# Task:
The full set of entries below is to be returned unchanged.

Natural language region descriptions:

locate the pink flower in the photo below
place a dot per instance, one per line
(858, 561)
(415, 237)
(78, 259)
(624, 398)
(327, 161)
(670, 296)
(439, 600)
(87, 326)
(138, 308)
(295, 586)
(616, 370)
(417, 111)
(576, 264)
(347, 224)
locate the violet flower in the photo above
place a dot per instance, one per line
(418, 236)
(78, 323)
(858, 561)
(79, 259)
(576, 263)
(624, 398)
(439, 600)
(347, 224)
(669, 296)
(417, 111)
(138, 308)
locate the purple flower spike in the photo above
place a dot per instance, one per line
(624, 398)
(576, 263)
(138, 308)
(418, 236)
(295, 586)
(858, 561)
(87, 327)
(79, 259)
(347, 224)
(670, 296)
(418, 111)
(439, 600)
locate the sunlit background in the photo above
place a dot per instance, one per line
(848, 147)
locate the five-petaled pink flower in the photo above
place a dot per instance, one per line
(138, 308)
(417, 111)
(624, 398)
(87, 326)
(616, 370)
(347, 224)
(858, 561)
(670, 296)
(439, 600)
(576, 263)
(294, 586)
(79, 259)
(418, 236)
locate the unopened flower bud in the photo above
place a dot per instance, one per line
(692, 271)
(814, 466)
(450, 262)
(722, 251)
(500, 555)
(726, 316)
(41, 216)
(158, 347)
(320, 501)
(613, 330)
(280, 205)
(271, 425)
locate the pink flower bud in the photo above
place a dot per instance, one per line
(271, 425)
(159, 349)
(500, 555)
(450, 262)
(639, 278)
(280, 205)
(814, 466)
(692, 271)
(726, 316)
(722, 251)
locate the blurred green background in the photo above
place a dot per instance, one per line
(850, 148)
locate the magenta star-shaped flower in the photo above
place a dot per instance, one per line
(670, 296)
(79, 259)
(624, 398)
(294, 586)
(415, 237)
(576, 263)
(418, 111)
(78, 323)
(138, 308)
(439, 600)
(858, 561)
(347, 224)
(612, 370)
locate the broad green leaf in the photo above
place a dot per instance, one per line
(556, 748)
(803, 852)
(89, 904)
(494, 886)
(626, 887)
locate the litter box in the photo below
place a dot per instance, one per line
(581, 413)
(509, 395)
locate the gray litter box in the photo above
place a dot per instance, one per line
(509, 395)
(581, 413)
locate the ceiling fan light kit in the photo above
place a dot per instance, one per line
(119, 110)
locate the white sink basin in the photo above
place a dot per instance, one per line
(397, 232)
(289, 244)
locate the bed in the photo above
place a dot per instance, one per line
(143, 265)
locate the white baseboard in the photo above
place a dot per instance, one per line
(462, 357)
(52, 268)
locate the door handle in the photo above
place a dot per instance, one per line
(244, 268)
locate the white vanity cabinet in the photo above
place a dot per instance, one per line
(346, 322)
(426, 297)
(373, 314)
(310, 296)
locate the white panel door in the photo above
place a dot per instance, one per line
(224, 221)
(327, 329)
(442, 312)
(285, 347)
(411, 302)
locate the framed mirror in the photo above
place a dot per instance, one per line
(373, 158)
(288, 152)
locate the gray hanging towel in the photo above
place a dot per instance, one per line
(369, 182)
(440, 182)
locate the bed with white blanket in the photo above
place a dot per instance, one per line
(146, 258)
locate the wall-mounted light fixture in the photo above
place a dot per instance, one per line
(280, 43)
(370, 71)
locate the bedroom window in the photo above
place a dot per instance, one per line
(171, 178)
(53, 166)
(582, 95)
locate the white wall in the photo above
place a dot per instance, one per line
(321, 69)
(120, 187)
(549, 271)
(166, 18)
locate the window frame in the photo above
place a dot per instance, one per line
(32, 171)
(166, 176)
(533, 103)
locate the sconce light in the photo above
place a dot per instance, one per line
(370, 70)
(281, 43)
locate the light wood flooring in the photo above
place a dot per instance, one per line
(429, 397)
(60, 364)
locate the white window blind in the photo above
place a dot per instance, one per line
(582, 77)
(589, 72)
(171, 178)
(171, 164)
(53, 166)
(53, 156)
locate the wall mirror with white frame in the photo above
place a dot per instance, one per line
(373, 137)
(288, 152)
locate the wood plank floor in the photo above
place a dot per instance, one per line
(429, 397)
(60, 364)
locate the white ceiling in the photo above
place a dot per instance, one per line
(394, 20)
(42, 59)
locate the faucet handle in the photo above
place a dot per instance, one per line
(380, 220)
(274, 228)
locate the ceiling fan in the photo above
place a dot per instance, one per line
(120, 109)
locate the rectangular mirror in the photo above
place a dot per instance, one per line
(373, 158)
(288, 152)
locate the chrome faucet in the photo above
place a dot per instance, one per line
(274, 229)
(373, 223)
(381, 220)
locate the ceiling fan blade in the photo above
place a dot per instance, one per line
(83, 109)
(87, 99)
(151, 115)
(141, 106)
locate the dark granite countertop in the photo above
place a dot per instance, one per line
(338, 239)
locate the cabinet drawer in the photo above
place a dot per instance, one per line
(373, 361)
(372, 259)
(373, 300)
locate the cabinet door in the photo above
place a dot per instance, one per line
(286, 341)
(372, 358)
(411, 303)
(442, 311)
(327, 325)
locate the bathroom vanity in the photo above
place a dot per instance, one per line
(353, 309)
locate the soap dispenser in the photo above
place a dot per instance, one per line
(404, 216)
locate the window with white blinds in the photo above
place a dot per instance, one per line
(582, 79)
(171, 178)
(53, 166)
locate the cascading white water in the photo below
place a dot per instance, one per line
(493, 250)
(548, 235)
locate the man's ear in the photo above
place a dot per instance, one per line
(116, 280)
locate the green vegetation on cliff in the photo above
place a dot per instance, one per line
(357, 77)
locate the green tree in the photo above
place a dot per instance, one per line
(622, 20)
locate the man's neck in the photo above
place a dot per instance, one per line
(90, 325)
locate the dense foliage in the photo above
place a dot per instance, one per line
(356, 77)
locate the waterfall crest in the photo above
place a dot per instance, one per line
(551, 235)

# Reply:
locate the pink flower in the photo below
place a dot per instance, one per line
(858, 561)
(415, 237)
(78, 259)
(624, 398)
(327, 161)
(670, 296)
(439, 600)
(87, 326)
(138, 308)
(295, 586)
(616, 370)
(417, 111)
(576, 264)
(347, 224)
locate the violet flower in the photo above
place a dot per instance, one per line
(418, 236)
(78, 323)
(858, 561)
(79, 259)
(576, 263)
(624, 398)
(439, 600)
(347, 224)
(669, 296)
(417, 111)
(138, 308)
locate the purple flower spike in the photo above
place a dot per instance, one per line
(624, 398)
(576, 263)
(138, 308)
(418, 236)
(295, 586)
(858, 561)
(87, 327)
(79, 259)
(347, 224)
(670, 296)
(418, 111)
(439, 600)
locate the sunlit background in the photo above
place a dot per instance, one per line
(848, 147)
locate the five-petaled pink flower in the photo above
place a dot per instance, one per line
(138, 308)
(417, 111)
(624, 398)
(87, 326)
(616, 370)
(347, 224)
(858, 561)
(670, 296)
(439, 600)
(576, 263)
(294, 586)
(79, 259)
(418, 236)
locate the unopened flower bud in the photo above
place a dot per instance, one per line
(692, 271)
(814, 466)
(450, 262)
(722, 251)
(500, 555)
(726, 316)
(41, 216)
(158, 347)
(320, 501)
(613, 330)
(280, 205)
(271, 425)
locate the pink flower bud in the photo above
place a dot per instance, one per line
(271, 425)
(159, 349)
(500, 555)
(450, 262)
(639, 278)
(280, 205)
(814, 466)
(692, 271)
(726, 316)
(722, 251)
locate the blurred green background in the photo above
place a dot per instance, one per line
(850, 148)
locate the magenta star-shaped flower in the photo above
place a dot per instance, one per line
(670, 296)
(79, 259)
(624, 398)
(294, 586)
(415, 237)
(576, 263)
(418, 111)
(78, 323)
(138, 308)
(439, 600)
(858, 561)
(347, 224)
(612, 370)
locate the broad green leaf in the photo above
place a dot per instance, one per line
(556, 748)
(803, 852)
(89, 904)
(494, 886)
(626, 887)
locate the litter box in the photo below
place a dot per instance, one per line
(581, 413)
(509, 395)
locate the gray litter box in the photo above
place a dot per instance, one per line
(509, 395)
(581, 413)
locate the ceiling fan light kit in the photo above
place a dot per instance, one per line
(119, 110)
locate the white sink basin in the photo above
place a dot per instance, one per line
(397, 232)
(289, 244)
locate the bed in the photo above
place a dot per instance, one per line
(143, 265)
locate the white baseboard in the photo above
place a dot per instance, one per line
(462, 357)
(52, 268)
locate the door handle in the photo above
place a dot per instance, one per line
(244, 268)
locate the white vanity cabinet in the photo above
place a dot per instance, one per line
(346, 322)
(426, 297)
(373, 314)
(310, 296)
locate the white panel door in the photo above
place a dot per instance, one per line
(224, 221)
(327, 329)
(442, 312)
(285, 347)
(411, 302)
locate the framed mirror in the photo above
place a dot per instance, one per line
(373, 158)
(288, 152)
locate the gray hanging towel in the photo above
place a dot per instance, one per line
(369, 182)
(440, 182)
locate the bed with white blanket in the photo above
place a dot per instance, one per line
(146, 258)
locate the wall-mounted light fixture in the photo above
place a dot per instance, one per line
(280, 43)
(370, 71)
locate the bedroom window in the photo above
place a dot per instance, one per line
(171, 178)
(53, 166)
(582, 95)
locate the white wall in the photo above
place a dot per instance, one per line
(321, 69)
(120, 187)
(549, 271)
(166, 18)
locate the window frame in the photo above
place a dot per instance, one per line
(32, 171)
(166, 176)
(533, 103)
locate the sconce light in the photo above
place a dot per instance, one per line
(370, 70)
(281, 43)
locate the light wood flooring in the photo above
place a dot per instance, one per line
(429, 397)
(60, 364)
locate the white window blind in the photo above
place a dot per instance, one per line
(582, 77)
(589, 72)
(171, 178)
(171, 164)
(53, 166)
(53, 156)
locate the wall mirror with white frame in the photo above
place a dot per instance, one per line
(373, 137)
(288, 152)
locate the wood plank floor in the photo above
place a dot per instance, one per line
(429, 397)
(60, 364)
locate the white ceiling in the photo above
place a dot per instance, one per line
(394, 20)
(42, 59)
locate the faucet handle in the photo above
place a dot per instance, one per line
(380, 220)
(274, 228)
locate the ceiling fan in the photo above
place a dot per instance, one per line
(120, 109)
locate the rectangular mirror in the photo above
place a dot per instance, one per line
(373, 158)
(288, 152)
locate the chrome faucet in the photo above
place a dot per instance, one per line
(274, 229)
(373, 223)
(381, 220)
locate the ceiling fan blade in the photo above
place a dot per instance, one per line
(83, 109)
(87, 99)
(151, 115)
(141, 106)
locate the dark granite countertop in the photo above
place a dot per instance, one per line
(338, 239)
locate the cabinet drawer in the photo above
place a dot per instance, one per line
(373, 361)
(372, 259)
(373, 300)
locate the cabinet door in the photo above
place a dot per instance, one per line
(286, 341)
(372, 358)
(411, 303)
(442, 311)
(327, 325)
locate the bathroom vanity in the photo above
place a dot per instance, one per line
(353, 309)
locate the soap dispenser in the photo above
place a dot per instance, one per line
(404, 216)
locate the window with white blinds in the photo above
place a dot per instance, one per line
(582, 79)
(171, 178)
(53, 166)
locate the cascading white water in the photo below
place a dot per instance, one per line
(493, 250)
(548, 235)
locate the man's ear in the photo above
place a dot per instance, one per line
(116, 280)
locate the green vegetation on cliff in the photo above
place a dot per instance, one per line
(357, 77)
locate the green tree in the photo above
place a dot per instance, one per line
(622, 20)
locate the man's neck in the photo above
place a dot per instance, one per line
(90, 325)
locate the dense foliage in the photo above
place a dot per instance, one per line
(356, 77)
locate the waterfall crest in the photo above
place a dot per instance, one per line
(551, 235)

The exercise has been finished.